* [Exercise objective]
Return each record word for word, keeping none of its pictures.

Stored entries
::::
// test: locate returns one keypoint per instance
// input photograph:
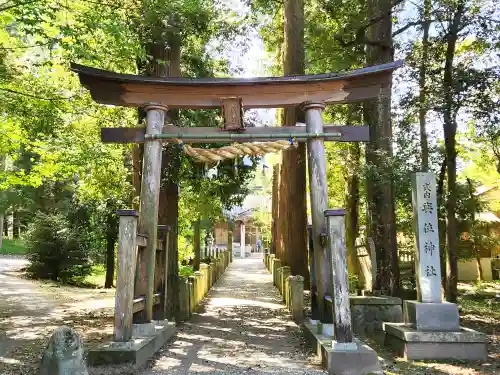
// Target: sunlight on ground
(9, 361)
(223, 302)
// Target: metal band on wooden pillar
(127, 254)
(335, 220)
(319, 199)
(150, 194)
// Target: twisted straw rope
(207, 155)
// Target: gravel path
(241, 327)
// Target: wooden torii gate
(311, 92)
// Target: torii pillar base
(341, 358)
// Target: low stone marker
(64, 354)
(296, 285)
(279, 274)
(199, 287)
(192, 299)
(183, 298)
(285, 272)
(275, 266)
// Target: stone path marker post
(64, 354)
(431, 328)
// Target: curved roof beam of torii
(137, 91)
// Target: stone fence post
(275, 266)
(296, 284)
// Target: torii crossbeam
(311, 92)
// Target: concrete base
(146, 340)
(463, 344)
(342, 359)
(442, 316)
(368, 313)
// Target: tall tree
(294, 161)
(380, 191)
(450, 132)
(422, 109)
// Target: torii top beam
(205, 93)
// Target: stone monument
(64, 354)
(431, 328)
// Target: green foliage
(15, 246)
(56, 249)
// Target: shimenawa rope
(207, 155)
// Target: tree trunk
(450, 131)
(169, 193)
(275, 208)
(294, 160)
(197, 245)
(380, 192)
(352, 192)
(1, 230)
(282, 211)
(137, 151)
(422, 110)
(475, 250)
(111, 236)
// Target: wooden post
(319, 202)
(285, 272)
(127, 253)
(150, 193)
(230, 242)
(164, 233)
(336, 241)
(242, 241)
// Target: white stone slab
(427, 237)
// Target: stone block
(279, 276)
(144, 344)
(213, 274)
(341, 358)
(296, 297)
(64, 354)
(204, 269)
(198, 292)
(442, 316)
(275, 266)
(192, 298)
(183, 298)
(463, 344)
(368, 313)
(285, 273)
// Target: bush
(56, 250)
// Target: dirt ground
(31, 310)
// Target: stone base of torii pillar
(431, 329)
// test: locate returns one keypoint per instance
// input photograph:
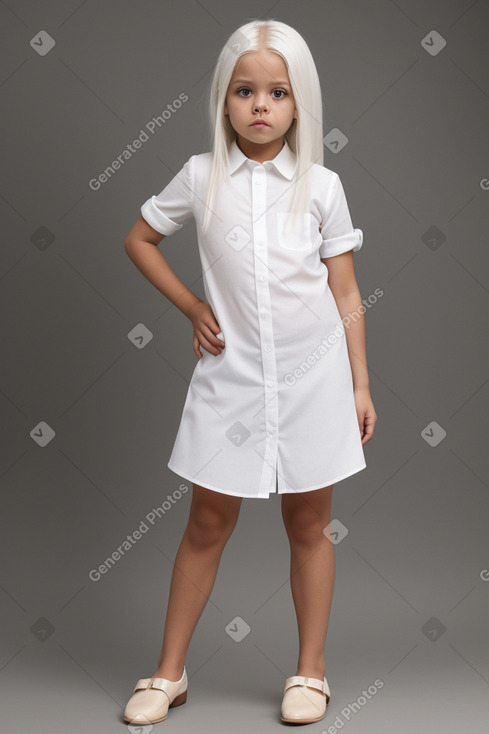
::::
* [Finished exercise]
// test: locate returns one keypoint per instance
// input photograph:
// Target: sunlight on ground
(9, 361)
(223, 302)
// Target: metal band on wooden pillar
(127, 254)
(335, 220)
(319, 199)
(150, 194)
// Target: twisted straw rope
(207, 155)
// Target: gravel path
(241, 327)
// Target: wooden torii gate
(311, 92)
// Target: torii pillar base
(341, 358)
// Target: low stone marker
(64, 354)
(296, 285)
(279, 274)
(199, 287)
(192, 299)
(183, 298)
(285, 272)
(275, 266)
// Target: stone path marker post
(64, 354)
(431, 328)
// Target: curved roof beam of torii
(137, 91)
// Target: stone fence post
(275, 266)
(296, 284)
// Target: torii crossbeam
(311, 92)
// Target: concrete base
(146, 340)
(463, 344)
(342, 359)
(442, 316)
(368, 313)
// Target: tall tree
(294, 161)
(380, 191)
(450, 132)
(422, 109)
// Target: torii top beam
(205, 93)
// Target: stone monument
(64, 354)
(431, 328)
// Target: green foliage
(15, 246)
(56, 249)
// Target: shimenawa rope
(207, 155)
// Target: tree trunk
(450, 131)
(169, 193)
(275, 208)
(294, 160)
(197, 245)
(380, 192)
(352, 192)
(1, 230)
(282, 211)
(137, 151)
(422, 110)
(475, 250)
(111, 236)
// Target: wooden post
(319, 202)
(285, 272)
(127, 253)
(150, 193)
(230, 242)
(164, 233)
(336, 241)
(242, 241)
// Target: white stone slab
(427, 237)
// Target: stone block
(279, 276)
(144, 344)
(213, 274)
(341, 358)
(296, 297)
(64, 354)
(204, 269)
(198, 292)
(442, 316)
(275, 266)
(192, 298)
(183, 298)
(463, 344)
(368, 313)
(285, 273)
// Target: bush
(56, 250)
// Target: dirt ground
(31, 310)
// Target: stone base of torii pillar
(431, 329)
// test: locate returns one keypoint per instance
// input photograph:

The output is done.